Dataset records: Begin
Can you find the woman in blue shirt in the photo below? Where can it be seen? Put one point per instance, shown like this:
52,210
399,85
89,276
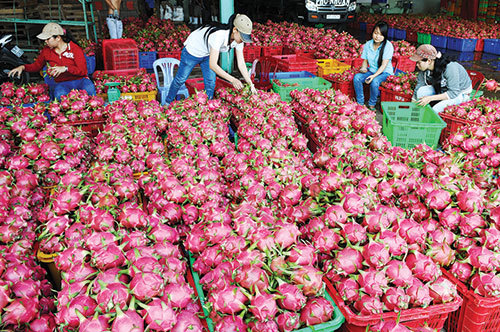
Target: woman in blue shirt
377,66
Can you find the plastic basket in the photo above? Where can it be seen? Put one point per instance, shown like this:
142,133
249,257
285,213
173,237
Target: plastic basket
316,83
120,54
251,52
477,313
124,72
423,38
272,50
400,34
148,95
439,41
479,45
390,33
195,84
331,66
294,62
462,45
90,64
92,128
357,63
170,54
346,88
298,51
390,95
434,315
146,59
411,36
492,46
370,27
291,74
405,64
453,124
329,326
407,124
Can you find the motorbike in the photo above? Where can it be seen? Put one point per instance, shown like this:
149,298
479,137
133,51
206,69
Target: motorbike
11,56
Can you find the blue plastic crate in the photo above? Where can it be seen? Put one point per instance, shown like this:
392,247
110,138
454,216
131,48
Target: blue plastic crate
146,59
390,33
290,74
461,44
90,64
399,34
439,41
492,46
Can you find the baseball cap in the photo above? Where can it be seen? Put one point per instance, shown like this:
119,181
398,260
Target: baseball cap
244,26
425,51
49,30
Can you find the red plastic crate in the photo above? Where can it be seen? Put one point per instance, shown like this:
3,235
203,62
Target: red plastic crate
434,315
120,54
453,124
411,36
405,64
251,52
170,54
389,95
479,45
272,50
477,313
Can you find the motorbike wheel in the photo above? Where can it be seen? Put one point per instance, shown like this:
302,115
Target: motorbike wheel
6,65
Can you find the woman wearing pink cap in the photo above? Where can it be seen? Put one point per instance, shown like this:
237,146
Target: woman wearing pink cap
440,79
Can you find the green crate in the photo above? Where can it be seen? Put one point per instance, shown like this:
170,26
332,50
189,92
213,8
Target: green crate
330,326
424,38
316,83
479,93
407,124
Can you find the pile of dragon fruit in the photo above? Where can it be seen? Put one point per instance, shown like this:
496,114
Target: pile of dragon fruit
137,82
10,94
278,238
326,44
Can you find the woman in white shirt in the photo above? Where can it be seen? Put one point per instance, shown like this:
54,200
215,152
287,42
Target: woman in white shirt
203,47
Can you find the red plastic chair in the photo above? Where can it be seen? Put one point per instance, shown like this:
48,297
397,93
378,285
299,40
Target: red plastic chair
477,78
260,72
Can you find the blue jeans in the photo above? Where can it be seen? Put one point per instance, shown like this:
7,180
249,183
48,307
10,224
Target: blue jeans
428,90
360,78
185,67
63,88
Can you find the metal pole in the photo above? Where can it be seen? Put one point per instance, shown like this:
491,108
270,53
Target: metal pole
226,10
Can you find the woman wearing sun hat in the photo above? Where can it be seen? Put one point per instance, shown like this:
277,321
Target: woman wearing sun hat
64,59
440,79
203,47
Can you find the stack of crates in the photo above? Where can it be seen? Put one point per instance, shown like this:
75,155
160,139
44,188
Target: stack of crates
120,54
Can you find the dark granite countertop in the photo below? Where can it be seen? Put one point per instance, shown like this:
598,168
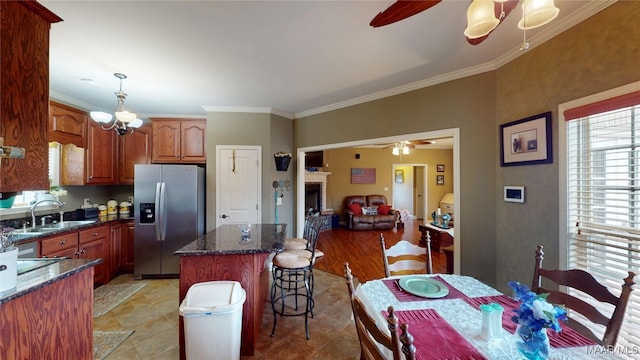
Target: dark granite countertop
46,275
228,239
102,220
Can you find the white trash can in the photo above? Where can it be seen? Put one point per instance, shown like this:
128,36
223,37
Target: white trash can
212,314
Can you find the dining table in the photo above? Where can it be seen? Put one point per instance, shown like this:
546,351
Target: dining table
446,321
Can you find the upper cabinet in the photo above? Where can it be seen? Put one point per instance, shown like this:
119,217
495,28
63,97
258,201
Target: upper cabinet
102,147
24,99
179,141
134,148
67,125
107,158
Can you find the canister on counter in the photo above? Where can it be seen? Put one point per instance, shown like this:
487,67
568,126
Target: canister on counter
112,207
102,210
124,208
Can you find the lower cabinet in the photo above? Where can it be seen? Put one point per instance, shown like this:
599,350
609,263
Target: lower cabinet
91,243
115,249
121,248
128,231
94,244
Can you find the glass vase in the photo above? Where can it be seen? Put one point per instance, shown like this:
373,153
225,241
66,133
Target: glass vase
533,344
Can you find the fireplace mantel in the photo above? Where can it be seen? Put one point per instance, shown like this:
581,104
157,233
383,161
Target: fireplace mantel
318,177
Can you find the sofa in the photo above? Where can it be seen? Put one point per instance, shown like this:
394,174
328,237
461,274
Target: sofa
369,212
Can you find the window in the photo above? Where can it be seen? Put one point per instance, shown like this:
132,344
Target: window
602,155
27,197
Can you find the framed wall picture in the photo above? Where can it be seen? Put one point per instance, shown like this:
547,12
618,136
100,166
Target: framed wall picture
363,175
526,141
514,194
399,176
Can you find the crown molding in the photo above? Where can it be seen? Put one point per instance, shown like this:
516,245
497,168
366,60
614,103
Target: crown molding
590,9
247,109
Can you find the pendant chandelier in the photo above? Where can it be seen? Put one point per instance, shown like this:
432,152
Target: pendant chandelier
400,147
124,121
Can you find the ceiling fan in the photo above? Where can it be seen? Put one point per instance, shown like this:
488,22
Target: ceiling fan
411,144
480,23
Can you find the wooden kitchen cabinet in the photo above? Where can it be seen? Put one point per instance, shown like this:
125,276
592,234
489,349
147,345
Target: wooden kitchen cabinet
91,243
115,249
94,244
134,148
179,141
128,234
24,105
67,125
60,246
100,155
Dataset records: End
* Exercise prompt
Return each line among the entries that holds the word "below".

* Answer space
Can you find the woman in blue shirt in the photo below? Where can it be seen? Put one point per instance, shown like this:
Can you find the dark granite countertop in the photo below? Where can it be seen? Put one point per instance, shown like this:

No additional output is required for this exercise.